## REQUEST
Copy out the lines below, starting with the line that contains "Return one point per instance of the car rear window" and continuing through the line that contains "pixel 1035 292". Substitute "back window" for "rear window" and leave everything else unchanged.

## MATERIAL PROVIDED
— Begin —

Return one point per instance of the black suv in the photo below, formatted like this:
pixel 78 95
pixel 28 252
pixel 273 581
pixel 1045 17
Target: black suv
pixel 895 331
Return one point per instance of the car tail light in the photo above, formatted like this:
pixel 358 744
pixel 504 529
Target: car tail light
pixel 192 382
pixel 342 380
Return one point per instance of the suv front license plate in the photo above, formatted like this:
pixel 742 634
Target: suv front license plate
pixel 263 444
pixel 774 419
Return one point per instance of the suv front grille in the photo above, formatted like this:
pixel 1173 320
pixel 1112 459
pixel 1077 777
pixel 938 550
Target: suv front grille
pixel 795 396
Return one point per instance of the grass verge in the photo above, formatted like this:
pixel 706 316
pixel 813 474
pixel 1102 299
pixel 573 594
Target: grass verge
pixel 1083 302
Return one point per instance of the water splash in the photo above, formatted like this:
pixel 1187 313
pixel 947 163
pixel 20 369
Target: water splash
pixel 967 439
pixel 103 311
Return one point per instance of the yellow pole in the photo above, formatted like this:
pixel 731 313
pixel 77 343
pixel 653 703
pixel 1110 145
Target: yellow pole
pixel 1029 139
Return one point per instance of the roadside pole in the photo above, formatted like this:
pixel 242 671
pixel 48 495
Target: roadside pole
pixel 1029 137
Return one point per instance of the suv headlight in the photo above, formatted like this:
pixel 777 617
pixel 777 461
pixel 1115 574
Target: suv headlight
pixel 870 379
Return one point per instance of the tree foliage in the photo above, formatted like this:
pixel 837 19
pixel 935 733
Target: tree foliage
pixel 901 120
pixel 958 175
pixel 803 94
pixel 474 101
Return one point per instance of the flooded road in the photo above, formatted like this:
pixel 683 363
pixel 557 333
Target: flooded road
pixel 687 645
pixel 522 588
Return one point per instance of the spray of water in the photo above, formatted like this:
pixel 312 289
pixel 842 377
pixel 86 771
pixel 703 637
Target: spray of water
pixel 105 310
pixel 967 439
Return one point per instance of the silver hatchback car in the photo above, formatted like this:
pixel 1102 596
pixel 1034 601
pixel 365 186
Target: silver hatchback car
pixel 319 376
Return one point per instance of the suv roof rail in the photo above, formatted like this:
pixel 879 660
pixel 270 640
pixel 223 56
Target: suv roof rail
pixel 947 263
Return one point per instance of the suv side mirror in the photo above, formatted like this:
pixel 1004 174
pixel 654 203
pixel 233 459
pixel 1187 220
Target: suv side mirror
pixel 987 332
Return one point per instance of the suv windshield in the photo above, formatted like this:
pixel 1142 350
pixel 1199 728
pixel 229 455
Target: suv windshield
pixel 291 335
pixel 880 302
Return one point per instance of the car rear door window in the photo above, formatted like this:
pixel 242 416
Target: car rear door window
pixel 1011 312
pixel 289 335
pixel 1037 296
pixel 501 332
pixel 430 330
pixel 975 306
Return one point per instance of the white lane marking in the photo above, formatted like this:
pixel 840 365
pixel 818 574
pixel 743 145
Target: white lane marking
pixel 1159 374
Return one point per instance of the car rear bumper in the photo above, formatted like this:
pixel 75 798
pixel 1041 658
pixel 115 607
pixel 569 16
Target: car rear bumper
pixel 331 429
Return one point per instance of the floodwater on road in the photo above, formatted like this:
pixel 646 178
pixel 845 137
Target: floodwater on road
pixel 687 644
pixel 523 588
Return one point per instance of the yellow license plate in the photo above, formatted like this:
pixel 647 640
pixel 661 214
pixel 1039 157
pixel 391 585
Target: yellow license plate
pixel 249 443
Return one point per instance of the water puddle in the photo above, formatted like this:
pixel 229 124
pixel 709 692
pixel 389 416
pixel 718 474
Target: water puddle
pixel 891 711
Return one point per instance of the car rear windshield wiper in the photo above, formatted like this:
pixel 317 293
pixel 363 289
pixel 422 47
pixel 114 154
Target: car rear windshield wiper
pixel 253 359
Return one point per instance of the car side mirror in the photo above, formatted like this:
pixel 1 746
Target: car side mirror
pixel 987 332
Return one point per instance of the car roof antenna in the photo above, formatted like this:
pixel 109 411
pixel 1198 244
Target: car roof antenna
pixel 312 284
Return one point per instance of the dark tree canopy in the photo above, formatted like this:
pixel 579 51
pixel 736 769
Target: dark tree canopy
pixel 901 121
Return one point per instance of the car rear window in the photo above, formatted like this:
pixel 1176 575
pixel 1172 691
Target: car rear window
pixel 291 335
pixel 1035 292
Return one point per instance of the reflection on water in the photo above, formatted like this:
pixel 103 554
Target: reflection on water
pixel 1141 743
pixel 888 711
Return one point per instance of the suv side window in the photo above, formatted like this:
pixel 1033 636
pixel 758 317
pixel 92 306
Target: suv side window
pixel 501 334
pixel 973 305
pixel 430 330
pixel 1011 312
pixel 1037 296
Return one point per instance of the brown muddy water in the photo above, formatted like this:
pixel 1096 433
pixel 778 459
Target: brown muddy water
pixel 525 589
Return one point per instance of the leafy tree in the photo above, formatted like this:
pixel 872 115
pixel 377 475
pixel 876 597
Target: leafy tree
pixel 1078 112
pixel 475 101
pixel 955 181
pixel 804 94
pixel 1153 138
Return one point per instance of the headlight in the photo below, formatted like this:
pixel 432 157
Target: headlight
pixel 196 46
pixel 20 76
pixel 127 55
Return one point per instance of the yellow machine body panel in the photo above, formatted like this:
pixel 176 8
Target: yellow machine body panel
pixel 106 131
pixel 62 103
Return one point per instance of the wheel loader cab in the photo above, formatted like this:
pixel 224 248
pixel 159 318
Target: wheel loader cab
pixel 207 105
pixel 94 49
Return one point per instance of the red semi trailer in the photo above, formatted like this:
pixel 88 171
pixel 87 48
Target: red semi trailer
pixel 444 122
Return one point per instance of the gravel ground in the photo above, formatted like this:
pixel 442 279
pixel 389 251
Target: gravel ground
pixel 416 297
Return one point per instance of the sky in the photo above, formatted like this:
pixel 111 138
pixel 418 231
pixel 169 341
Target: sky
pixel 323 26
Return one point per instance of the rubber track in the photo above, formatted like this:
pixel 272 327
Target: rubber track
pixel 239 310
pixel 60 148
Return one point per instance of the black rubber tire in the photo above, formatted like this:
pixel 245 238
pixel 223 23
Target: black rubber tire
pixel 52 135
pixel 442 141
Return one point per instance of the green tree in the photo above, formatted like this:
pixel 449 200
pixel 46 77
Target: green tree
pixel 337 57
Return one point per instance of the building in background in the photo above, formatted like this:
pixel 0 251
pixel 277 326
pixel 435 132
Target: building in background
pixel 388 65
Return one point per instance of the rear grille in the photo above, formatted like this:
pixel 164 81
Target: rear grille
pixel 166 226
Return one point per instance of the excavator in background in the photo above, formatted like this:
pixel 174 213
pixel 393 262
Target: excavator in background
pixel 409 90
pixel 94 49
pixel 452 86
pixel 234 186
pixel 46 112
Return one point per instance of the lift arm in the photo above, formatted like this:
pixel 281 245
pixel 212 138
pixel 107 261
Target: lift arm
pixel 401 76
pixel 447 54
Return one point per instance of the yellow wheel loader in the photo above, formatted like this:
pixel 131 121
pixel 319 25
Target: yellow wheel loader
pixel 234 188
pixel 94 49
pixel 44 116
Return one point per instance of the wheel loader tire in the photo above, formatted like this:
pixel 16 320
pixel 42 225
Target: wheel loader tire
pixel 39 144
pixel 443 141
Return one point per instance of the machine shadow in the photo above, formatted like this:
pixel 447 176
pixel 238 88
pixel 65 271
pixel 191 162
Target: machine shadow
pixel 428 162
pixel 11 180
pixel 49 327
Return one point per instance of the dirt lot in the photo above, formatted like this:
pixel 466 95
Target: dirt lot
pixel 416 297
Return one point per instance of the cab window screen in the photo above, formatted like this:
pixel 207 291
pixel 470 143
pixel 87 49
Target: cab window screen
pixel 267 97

— End —

## RESULT OF THIS EXERCISE
Return one point per instance of the car back window in the photo above, formatted like this:
pixel 1176 575
pixel 1172 691
Target: car back window
pixel 291 335
pixel 1035 292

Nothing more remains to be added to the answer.